From the records below, extract only the lines running from the line with "positive clicks: (125, 2)" to the line with "positive clicks: (114, 65) (213, 43)", both lines included, reproducing them exactly.

[Dataset entries]
════════════════════

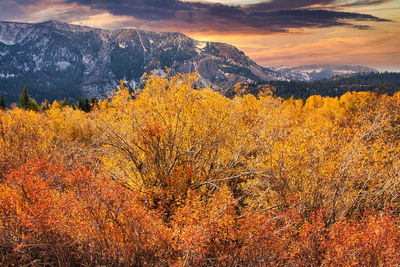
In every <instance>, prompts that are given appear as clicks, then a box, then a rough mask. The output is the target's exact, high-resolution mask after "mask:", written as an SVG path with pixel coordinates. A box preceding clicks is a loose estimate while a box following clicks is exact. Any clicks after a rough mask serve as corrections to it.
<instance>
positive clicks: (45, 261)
mask: <svg viewBox="0 0 400 267" xmlns="http://www.w3.org/2000/svg"><path fill="white" fill-rule="evenodd" d="M145 78H146V82H145V86H144V88H142V89H140V90H137V91H136V92H135V93H132V92H130V91H129V89H128V88H127V86H126V85H125V83H124V82H121V84H120V86H119V88H118V90H116V91H115V92H114V94H113V95H112V96H110V97H109V98H108V99H105V100H101V101H99V103H98V106H96V107H95V108H94V109H93V110H92V111H90V112H88V113H86V112H82V111H80V110H75V109H73V108H71V107H68V106H65V107H62V106H60V104H59V103H57V102H54V103H53V105H51V106H50V105H48V108H46V110H43V111H40V112H34V111H26V110H22V109H20V108H14V109H9V110H0V264H1V265H12V264H14V265H32V266H35V265H58V266H68V265H88V266H96V265H107V266H108V265H111V266H132V265H136V266H142V265H159V266H168V265H174V266H185V265H186V266H188V265H190V266H192V265H193V266H320V265H321V266H337V265H339V266H340V265H358V266H397V265H399V264H400V259H399V257H398V256H397V254H398V253H396V252H397V251H398V250H399V244H400V240H399V225H400V224H399V214H400V205H399V203H400V194H399V188H400V160H399V159H400V157H399V155H400V139H399V134H400V126H399V125H400V93H396V94H394V95H393V96H388V95H383V94H378V93H372V92H363V93H354V92H349V93H346V94H345V95H343V96H341V97H336V98H329V97H321V96H312V97H310V98H309V99H307V100H305V101H303V100H296V99H293V98H291V99H286V100H285V99H282V98H278V97H274V96H273V94H272V91H268V90H265V91H263V92H261V93H260V94H259V95H258V96H253V95H245V94H244V92H245V91H244V90H240V88H237V89H238V90H237V91H238V92H240V94H239V95H237V96H235V97H232V98H226V97H224V96H223V95H221V94H219V93H218V92H215V91H213V90H211V89H207V88H206V89H198V88H196V89H194V88H193V87H194V86H193V85H194V84H195V83H196V81H197V79H198V77H197V76H196V75H195V74H188V75H181V74H180V75H176V76H167V75H165V76H156V75H152V76H148V77H145Z"/></svg>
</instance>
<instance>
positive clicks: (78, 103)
mask: <svg viewBox="0 0 400 267" xmlns="http://www.w3.org/2000/svg"><path fill="white" fill-rule="evenodd" d="M78 109H80V110H83V111H84V103H83V99H82V97H80V98H79V101H78Z"/></svg>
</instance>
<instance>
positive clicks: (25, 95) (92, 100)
mask: <svg viewBox="0 0 400 267" xmlns="http://www.w3.org/2000/svg"><path fill="white" fill-rule="evenodd" d="M97 103H98V101H97V99H96V98H95V97H92V98H91V99H89V98H87V97H85V98H82V97H80V98H79V100H78V103H76V104H71V103H70V102H69V101H68V100H67V99H66V98H64V99H63V100H60V101H58V107H59V108H63V107H67V106H69V107H72V108H73V109H79V110H82V111H84V112H90V111H92V110H93V108H94V107H95V106H96V105H97ZM17 106H18V107H19V108H23V109H26V110H34V111H39V110H42V111H44V110H48V109H50V106H51V104H50V103H49V101H48V100H47V99H44V100H43V102H42V103H41V105H40V106H39V105H38V104H37V102H36V100H35V99H34V98H32V97H31V96H30V95H29V93H28V89H27V88H26V86H24V89H23V90H22V93H21V95H20V96H19V101H18V103H17ZM6 108H7V104H6V102H5V99H4V97H3V95H1V94H0V109H3V110H4V109H6Z"/></svg>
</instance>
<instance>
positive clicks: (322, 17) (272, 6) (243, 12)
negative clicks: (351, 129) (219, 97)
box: [25, 0, 388, 32]
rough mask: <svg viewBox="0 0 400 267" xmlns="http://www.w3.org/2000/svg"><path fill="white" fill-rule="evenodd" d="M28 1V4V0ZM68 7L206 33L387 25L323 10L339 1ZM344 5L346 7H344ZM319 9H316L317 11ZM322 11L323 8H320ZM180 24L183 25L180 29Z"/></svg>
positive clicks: (125, 2)
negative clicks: (96, 11)
mask: <svg viewBox="0 0 400 267" xmlns="http://www.w3.org/2000/svg"><path fill="white" fill-rule="evenodd" d="M25 1H26V0H25ZM67 1H68V2H69V3H77V4H79V5H84V6H90V7H91V8H94V9H103V10H107V11H108V12H110V13H111V14H113V15H116V16H121V15H123V16H131V17H134V18H137V19H142V20H145V21H166V22H165V23H167V24H168V23H170V24H171V25H174V26H178V27H179V30H182V29H181V28H190V27H198V28H200V29H203V30H207V28H208V29H209V30H212V31H226V30H229V29H228V28H229V27H235V29H236V30H238V31H241V30H242V31H250V32H254V31H260V32H284V31H288V29H291V28H304V27H308V28H323V27H332V26H351V27H355V28H358V29H368V28H369V26H368V25H359V24H358V22H367V21H375V22H383V21H388V20H385V19H381V18H378V17H375V16H372V15H368V14H360V13H351V12H343V11H334V10H327V9H323V7H328V6H330V7H332V6H334V5H335V4H340V3H339V2H338V0H296V1H293V0H273V1H269V2H260V3H257V4H250V5H227V4H218V3H214V4H213V3H205V2H183V1H179V0H67ZM386 1H387V0H357V1H346V4H348V5H353V6H354V5H368V4H377V3H383V2H386ZM341 4H343V3H341ZM316 6H317V7H319V8H315V7H316ZM321 7H322V8H321ZM163 23H164V22H163ZM179 24H180V25H179Z"/></svg>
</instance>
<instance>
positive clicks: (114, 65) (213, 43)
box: [0, 21, 279, 103]
mask: <svg viewBox="0 0 400 267" xmlns="http://www.w3.org/2000/svg"><path fill="white" fill-rule="evenodd" d="M165 67H169V68H171V69H172V71H173V72H175V73H177V72H181V73H189V72H195V71H198V72H199V73H200V76H201V82H202V83H203V84H211V85H212V86H213V87H214V88H216V89H218V88H229V87H232V86H233V85H234V84H235V83H236V82H240V81H245V82H252V81H266V80H275V79H279V74H277V73H276V72H275V71H272V70H270V69H268V68H264V67H261V66H259V65H257V64H256V63H255V62H254V61H252V60H250V59H249V58H248V57H247V56H246V55H245V54H244V53H243V52H241V51H239V50H238V49H237V48H235V47H233V46H231V45H228V44H224V43H212V42H200V41H196V40H194V39H191V38H189V37H187V36H185V35H183V34H181V33H157V32H148V31H142V30H136V29H123V30H114V31H110V30H102V29H96V28H90V27H82V26H78V25H71V24H67V23H62V22H58V21H49V22H44V23H37V24H28V23H14V22H0V94H3V95H4V97H5V98H6V100H7V102H9V103H10V102H13V101H16V100H17V99H18V95H19V94H20V93H21V91H22V88H23V86H24V85H26V86H27V87H28V90H29V92H30V94H31V95H32V96H33V97H34V98H36V99H37V100H38V101H41V100H43V99H44V98H47V99H49V100H52V99H60V98H64V97H67V98H68V99H71V100H76V99H77V98H78V97H79V96H89V97H90V96H96V97H105V96H106V95H108V94H109V93H110V92H111V91H112V90H113V89H115V88H116V85H117V83H118V81H119V80H121V79H124V80H126V81H128V83H129V84H130V86H131V87H135V86H136V85H137V84H138V83H140V80H141V77H142V75H143V73H145V72H150V71H152V70H155V71H156V72H160V71H162V70H163V69H165Z"/></svg>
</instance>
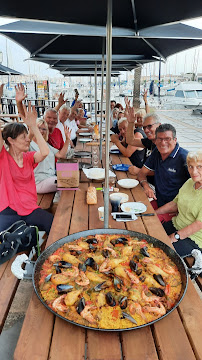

════════════════════

### REPLY TO THE TASK
positive clicks: (125, 2)
negative clicks: (96, 11)
mask: <svg viewBox="0 0 400 267" xmlns="http://www.w3.org/2000/svg"><path fill="white" fill-rule="evenodd" d="M25 1H26V0H25ZM67 1H68V2H69V3H77V4H79V5H84V6H90V7H91V8H94V9H103V10H107V11H108V12H110V13H111V14H113V15H116V16H121V15H123V16H131V17H134V18H137V19H142V20H145V21H166V22H165V23H167V24H168V23H170V24H171V25H174V26H178V27H179V30H182V29H181V28H190V27H198V28H200V29H203V30H207V28H208V29H209V30H212V31H226V30H229V29H228V28H229V27H235V29H236V30H238V31H241V30H242V31H250V32H254V31H260V32H284V31H288V29H291V28H304V27H308V28H323V27H332V26H351V27H355V28H358V29H368V28H369V26H368V25H359V24H358V22H367V21H375V22H383V21H388V20H385V19H381V18H378V17H375V16H372V15H368V14H360V13H351V12H343V11H334V10H327V9H323V7H328V6H330V7H332V6H334V5H335V4H340V3H339V2H338V0H296V1H293V0H273V1H269V2H260V3H257V4H250V5H227V4H218V3H214V4H213V3H205V2H183V1H179V0H67ZM386 1H387V0H357V1H346V4H348V5H353V6H354V5H368V4H377V3H383V2H386ZM341 4H343V3H341ZM316 6H317V7H319V8H315V7H316ZM321 7H322V8H321ZM163 23H164V22H163ZM179 24H180V25H179Z"/></svg>
</instance>
<instance>
positive clicks: (114, 65) (213, 43)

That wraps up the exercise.